**EXERCISE PROMPT:** A faithful copy is required: transcribe each line below exactly, minus the pictures.

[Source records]
********************
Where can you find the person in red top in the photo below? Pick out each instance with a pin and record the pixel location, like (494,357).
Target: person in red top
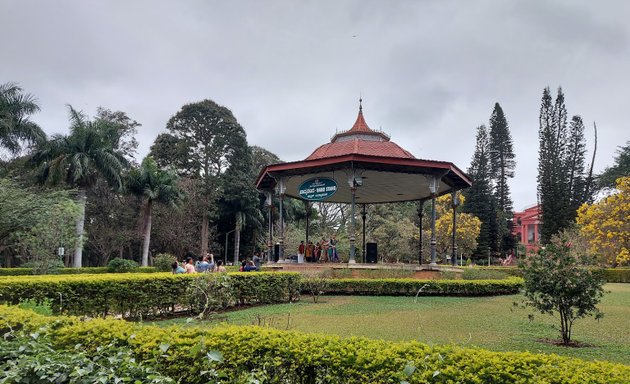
(301,252)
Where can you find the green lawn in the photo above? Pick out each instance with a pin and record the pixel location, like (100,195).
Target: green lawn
(488,322)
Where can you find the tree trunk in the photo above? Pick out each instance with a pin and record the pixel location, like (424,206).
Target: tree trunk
(237,238)
(147,235)
(78,251)
(204,233)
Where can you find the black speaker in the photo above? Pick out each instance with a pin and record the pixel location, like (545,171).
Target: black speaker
(276,252)
(371,254)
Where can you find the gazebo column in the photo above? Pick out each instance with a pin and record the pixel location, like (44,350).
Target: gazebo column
(433,188)
(281,188)
(454,240)
(353,191)
(420,241)
(363,214)
(269,203)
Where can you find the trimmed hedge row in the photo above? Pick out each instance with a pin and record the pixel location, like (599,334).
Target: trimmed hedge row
(611,275)
(413,287)
(302,358)
(138,295)
(617,275)
(71,271)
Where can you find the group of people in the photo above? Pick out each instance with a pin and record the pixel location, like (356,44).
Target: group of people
(251,265)
(203,264)
(321,252)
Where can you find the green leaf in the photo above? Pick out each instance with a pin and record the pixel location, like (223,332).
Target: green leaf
(409,369)
(215,356)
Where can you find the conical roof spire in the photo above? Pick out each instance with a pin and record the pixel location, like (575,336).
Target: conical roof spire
(360,125)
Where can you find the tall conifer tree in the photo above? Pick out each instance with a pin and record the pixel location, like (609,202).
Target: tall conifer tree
(502,162)
(479,199)
(502,166)
(561,158)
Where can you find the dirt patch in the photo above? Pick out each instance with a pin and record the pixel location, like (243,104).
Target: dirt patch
(559,343)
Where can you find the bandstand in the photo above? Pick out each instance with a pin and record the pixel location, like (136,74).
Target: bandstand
(362,166)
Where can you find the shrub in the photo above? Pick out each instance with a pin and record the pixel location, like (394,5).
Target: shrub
(31,358)
(118,265)
(139,295)
(559,280)
(484,274)
(163,262)
(292,357)
(617,275)
(209,292)
(411,287)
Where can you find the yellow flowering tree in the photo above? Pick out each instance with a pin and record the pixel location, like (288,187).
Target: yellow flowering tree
(468,228)
(606,226)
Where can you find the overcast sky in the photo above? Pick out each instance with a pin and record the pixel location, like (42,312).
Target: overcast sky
(291,72)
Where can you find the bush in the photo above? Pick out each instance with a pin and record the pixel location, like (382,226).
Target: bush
(292,357)
(31,358)
(139,295)
(163,262)
(411,287)
(484,274)
(559,279)
(617,275)
(118,265)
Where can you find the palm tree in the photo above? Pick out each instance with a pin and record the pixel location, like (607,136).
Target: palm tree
(152,184)
(90,151)
(15,126)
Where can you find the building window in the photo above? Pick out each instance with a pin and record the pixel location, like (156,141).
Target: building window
(530,233)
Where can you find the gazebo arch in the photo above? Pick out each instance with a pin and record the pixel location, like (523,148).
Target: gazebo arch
(364,166)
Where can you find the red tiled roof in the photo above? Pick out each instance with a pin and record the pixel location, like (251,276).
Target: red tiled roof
(361,140)
(361,147)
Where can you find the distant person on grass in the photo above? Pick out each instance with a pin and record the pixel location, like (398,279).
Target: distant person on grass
(177,269)
(219,267)
(189,267)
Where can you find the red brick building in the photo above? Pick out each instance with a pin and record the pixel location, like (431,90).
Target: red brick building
(527,227)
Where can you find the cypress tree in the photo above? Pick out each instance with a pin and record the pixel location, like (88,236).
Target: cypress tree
(575,163)
(502,166)
(561,159)
(546,166)
(479,200)
(502,162)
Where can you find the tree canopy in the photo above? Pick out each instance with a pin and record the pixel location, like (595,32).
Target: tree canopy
(16,128)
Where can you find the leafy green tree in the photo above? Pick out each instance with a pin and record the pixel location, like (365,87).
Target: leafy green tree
(204,140)
(112,230)
(90,151)
(620,168)
(33,224)
(152,185)
(240,202)
(560,280)
(479,199)
(16,128)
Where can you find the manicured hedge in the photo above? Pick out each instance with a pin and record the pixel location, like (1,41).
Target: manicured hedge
(71,271)
(617,275)
(302,358)
(612,275)
(138,295)
(412,287)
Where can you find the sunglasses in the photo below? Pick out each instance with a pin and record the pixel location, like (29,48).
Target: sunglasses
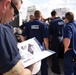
(16,12)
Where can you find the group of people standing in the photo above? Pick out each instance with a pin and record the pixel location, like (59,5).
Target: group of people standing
(62,33)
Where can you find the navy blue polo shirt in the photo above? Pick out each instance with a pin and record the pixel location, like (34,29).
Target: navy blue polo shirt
(56,27)
(23,26)
(36,29)
(68,33)
(9,54)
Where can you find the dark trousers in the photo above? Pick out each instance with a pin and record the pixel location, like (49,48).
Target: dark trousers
(68,63)
(44,67)
(56,45)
********************
**EXERCISE RESULT:**
Where can you find the person in red top in the photo below? Pick out each instance with a pin and record the pixel location, like (494,357).
Target: person in red top
(301,252)
Where can you find the green lawn in the photo above? Pick out each instance with a pin and record the pixel location, like (100,195).
Target: green lawn
(488,322)
Where can you find the tree trunk in the photo above? Pick out each instance with a pin and record the pixel location, like (424,206).
Target: tree trunk
(237,238)
(147,235)
(78,251)
(204,233)
Where can you find the black speaker in the photo above? Pick out each instance with a pin and record the pixel location, like (545,171).
Target: black speaker
(276,252)
(371,254)
Where can you find the gazebo column in the photo above? Pick out each instance with a pin and record the pixel location, like (44,350).
Target: gazebo column
(433,188)
(281,188)
(454,240)
(353,191)
(420,241)
(363,214)
(269,203)
Where can you find the trimmed hedge row in the photo above? Pick out each instance with a pin and record the pixel location, like (599,334).
Target: trimmed hedge row
(611,275)
(413,287)
(302,358)
(138,295)
(617,275)
(71,271)
Where can you find the group of people in the photo above? Pick out each instance with a pin and record the pixel location, like (356,44).
Target: group of people
(251,265)
(203,264)
(321,252)
Where can you find the green leaf in the photo above? Pick out each instance with a pin and record the pixel location, like (223,332).
Target: green leaf
(409,369)
(215,356)
Where can you find the conical roof spire in the photo above? Pick out each instance with a pin and record the pixel location, like (575,336).
Target: conical roof spire
(360,125)
Where can you find the tall conifer tree in the photo above? Pick out each instance with a pin and record the pixel location, like (609,202).
Target: tall conifer tree
(502,162)
(479,199)
(502,166)
(561,158)
Where can you find the dirt patch in the photo above? Pick out each instance with a pin and record the pixel location, like (243,104).
Target: dirt patch
(559,343)
Where can you find the bandstand in the photo above? Pick out each instance with a pin and record the pixel location, like (136,74).
Target: bandstand
(362,166)
Where can you find the shrub in the photo above? Pick out each instance with a pin and record the pixel location, like (394,5).
Target: shrub
(31,358)
(118,265)
(139,295)
(559,280)
(484,274)
(163,262)
(292,357)
(617,275)
(209,292)
(411,287)
Where can you find the yellow flowering tree in the photo above? Pick out each instance with a pin and record the pixel location, like (288,187).
Target: yellow flowering tree
(468,228)
(606,226)
Where can you find the overcast sky in the photo above? Pick out each instance with a pin and record the pixel location, like (42,312).
Target: overcast sky
(291,72)
Where can you find the bush in the photo above? Pick out each instance with a pin and record the pixel location, like (382,226).
Target: bush
(292,357)
(31,358)
(139,295)
(163,262)
(411,287)
(484,274)
(559,279)
(617,275)
(118,265)
Where can you find the palm tree in the photo above? Pick out each instance with a pin and record the pixel location, like (607,136).
Target: palm tree
(152,184)
(90,151)
(15,126)
Where can you find the building window in the photo above? Pick out each instance with a pin and record the pixel location, like (156,141).
Target: building window
(530,233)
Where can you find the gazebo arch in the photo above? Pick out each instance with a pin and record the pixel location, like (523,148).
Target: gazebo arch
(364,166)
Where can you find the red tiled roof in the photo above? Pick out each instance with a pin and record the pixel location, like (251,276).
Target: red tiled roof
(361,140)
(361,147)
Where can you find the distant person on grass in the photo above? Pick out each instance with a pin and record the pixel location, like (398,279).
Target: distant person on grass
(177,269)
(219,267)
(189,267)
Where can you find the red brick building in the photo above? Pick out each instance with a pin and record the pixel location, like (431,90).
Target: red brick building
(527,227)
Where can you find the cypress tree in the photo above? Pick out each instance with a pin and record the pixel location, like (88,236).
Target: cypress tree
(575,163)
(502,166)
(561,159)
(546,166)
(479,200)
(502,162)
Where can you find the tree canopy in the photo above? Pick out each instance with a pin and record the pixel location, like (595,32).
Target: tree canopy
(16,128)
Where can you find the leafy green tree in the photo above? Pick out each instance with a pin and record the pixel location, like (365,87).
Target: leafy green tree
(204,140)
(112,230)
(90,151)
(620,168)
(33,224)
(152,185)
(240,202)
(560,280)
(479,199)
(16,128)
Where can you find the manicured hedge in the photo above? Pick out each instance with a pin and record the pixel location, like (1,41).
Target: manicured hedge
(71,271)
(617,275)
(302,358)
(612,275)
(138,295)
(412,287)
Where can you find the sunglasses in the photo below? Pick out each instance with a pin and record the pixel location, like (29,48).
Target: sunglasses
(16,12)
Where can you find the group of people standing in the photo above? Pick out each instance with a pin and record the pixel location, like (59,5).
Target: group of people standing
(62,33)
Where can you find the navy blue polo shirt in the photo above? Pick out each instance with a pin and record the pixel location, like (34,29).
Target: navy blue polo shirt
(56,27)
(23,26)
(36,29)
(68,33)
(9,54)
Where can you find the dark trousers in the photo above? Pick out each instance with a pin and record the pixel location, like (49,48).
Target: dark trousers
(68,63)
(44,67)
(56,45)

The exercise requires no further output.